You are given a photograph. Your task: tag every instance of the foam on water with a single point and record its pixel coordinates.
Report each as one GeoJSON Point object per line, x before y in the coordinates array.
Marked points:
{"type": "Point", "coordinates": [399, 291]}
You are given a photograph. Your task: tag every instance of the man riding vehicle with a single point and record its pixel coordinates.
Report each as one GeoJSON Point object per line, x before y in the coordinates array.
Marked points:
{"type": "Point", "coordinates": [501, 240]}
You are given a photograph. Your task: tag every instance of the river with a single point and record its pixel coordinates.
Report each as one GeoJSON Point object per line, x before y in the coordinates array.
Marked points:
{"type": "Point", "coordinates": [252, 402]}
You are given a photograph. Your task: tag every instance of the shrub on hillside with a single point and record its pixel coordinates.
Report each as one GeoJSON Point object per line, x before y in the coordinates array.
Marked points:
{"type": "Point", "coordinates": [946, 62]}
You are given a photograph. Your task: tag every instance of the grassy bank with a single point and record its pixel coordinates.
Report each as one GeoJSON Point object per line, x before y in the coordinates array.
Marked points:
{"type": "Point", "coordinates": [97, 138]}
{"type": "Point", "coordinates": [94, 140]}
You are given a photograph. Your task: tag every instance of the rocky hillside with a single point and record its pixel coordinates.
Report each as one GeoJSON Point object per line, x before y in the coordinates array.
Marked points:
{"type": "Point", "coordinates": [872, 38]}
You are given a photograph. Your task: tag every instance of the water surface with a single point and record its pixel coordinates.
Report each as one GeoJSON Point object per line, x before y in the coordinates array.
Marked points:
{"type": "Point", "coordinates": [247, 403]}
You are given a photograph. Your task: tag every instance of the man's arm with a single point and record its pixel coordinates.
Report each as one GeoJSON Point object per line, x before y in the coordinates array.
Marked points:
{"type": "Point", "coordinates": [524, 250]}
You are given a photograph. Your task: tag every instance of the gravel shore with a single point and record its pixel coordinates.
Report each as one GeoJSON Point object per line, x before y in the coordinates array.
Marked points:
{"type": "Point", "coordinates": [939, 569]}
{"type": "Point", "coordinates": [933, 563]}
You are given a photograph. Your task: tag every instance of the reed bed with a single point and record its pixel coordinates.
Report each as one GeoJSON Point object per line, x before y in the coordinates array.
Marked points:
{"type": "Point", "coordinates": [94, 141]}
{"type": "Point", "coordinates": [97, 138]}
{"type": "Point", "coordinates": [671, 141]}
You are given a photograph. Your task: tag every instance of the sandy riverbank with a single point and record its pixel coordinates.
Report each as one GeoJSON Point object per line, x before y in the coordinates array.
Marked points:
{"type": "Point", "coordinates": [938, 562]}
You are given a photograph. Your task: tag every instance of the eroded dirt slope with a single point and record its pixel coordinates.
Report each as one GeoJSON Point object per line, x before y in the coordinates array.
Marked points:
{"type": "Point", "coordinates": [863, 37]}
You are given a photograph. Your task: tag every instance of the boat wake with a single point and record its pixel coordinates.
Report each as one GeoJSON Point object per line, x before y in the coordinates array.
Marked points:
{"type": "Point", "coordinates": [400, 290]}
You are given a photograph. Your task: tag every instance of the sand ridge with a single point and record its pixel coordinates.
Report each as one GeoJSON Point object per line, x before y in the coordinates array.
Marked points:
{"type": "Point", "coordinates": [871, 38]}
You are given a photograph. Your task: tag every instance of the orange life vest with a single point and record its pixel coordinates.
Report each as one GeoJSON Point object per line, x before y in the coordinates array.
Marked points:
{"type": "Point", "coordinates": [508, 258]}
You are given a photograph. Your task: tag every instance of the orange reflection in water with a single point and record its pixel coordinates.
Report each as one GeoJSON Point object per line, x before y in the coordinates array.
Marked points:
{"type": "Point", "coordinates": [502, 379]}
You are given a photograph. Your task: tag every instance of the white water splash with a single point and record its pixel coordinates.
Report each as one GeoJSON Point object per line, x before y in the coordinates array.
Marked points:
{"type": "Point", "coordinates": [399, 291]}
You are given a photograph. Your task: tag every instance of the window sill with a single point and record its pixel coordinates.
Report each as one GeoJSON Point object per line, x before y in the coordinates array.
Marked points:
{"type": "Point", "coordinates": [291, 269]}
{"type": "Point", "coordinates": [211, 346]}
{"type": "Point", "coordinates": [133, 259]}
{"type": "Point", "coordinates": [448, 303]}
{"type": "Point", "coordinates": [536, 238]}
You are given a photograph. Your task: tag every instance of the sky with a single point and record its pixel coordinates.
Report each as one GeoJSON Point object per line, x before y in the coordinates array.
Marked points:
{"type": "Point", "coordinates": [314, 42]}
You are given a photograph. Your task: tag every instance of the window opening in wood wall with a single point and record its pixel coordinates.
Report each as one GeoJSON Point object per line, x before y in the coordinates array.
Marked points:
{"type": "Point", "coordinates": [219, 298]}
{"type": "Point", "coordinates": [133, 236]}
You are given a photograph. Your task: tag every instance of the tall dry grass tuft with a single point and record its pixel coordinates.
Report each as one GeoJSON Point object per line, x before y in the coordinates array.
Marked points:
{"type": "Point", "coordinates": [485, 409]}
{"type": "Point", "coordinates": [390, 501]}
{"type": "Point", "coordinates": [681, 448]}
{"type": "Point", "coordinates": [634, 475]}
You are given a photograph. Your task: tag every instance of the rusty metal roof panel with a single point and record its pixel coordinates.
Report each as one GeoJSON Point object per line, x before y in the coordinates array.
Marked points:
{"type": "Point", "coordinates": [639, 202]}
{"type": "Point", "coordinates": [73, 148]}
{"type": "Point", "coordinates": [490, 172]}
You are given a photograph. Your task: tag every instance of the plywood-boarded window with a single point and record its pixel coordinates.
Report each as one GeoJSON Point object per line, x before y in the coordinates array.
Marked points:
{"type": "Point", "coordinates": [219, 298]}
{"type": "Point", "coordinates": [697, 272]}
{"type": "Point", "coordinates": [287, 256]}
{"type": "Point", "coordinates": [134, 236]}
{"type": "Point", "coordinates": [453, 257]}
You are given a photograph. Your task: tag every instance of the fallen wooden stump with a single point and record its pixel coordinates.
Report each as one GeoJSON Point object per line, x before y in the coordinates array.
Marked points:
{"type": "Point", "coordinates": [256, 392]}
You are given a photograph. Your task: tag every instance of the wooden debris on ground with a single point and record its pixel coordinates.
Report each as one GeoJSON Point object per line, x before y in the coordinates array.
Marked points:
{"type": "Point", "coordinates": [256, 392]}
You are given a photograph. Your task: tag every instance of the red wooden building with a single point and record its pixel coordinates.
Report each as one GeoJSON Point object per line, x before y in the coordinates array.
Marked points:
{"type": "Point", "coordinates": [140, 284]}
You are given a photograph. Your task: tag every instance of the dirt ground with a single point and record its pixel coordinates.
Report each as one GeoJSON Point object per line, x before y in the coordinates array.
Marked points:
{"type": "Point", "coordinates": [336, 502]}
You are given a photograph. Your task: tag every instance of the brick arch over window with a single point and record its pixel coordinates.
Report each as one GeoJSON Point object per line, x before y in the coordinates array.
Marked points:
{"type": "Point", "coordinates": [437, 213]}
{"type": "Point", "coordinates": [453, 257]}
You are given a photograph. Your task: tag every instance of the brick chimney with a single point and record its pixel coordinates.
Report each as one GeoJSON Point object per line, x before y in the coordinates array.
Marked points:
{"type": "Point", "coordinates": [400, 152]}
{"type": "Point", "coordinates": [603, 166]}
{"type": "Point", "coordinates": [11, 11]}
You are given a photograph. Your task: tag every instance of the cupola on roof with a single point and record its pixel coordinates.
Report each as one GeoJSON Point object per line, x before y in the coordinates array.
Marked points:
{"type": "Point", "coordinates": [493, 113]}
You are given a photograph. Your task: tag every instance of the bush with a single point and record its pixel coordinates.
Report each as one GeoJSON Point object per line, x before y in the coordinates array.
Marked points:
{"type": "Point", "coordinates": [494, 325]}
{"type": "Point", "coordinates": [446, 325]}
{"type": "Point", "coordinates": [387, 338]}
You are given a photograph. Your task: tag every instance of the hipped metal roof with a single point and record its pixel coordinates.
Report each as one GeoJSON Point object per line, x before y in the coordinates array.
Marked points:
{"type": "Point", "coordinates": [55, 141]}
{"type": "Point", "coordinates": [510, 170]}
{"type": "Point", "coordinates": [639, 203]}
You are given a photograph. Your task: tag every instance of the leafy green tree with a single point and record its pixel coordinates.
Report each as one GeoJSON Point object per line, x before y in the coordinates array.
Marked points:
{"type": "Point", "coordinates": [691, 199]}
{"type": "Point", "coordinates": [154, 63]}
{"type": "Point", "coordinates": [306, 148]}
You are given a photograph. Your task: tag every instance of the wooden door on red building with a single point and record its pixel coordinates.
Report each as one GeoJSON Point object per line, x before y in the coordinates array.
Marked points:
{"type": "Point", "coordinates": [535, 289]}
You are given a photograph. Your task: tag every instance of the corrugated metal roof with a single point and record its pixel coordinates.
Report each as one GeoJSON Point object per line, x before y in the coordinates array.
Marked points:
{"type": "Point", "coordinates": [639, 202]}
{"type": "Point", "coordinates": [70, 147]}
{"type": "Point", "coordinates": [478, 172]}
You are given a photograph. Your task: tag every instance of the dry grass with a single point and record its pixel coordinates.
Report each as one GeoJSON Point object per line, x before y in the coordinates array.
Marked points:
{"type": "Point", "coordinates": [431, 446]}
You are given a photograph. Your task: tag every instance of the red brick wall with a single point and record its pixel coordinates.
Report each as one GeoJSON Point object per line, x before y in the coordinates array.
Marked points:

·····

## TASK DESCRIPTION
Each line that holds the word "ground" should be extracted from the records.

## WRITTEN RESPONSE
You are given a photograph. Your task: tag every instance of the wooden debris on ground with a single point and record its pixel coordinates.
You are given a photograph. Your task: tag every instance of the dirt ground with a single point and record its pixel coordinates.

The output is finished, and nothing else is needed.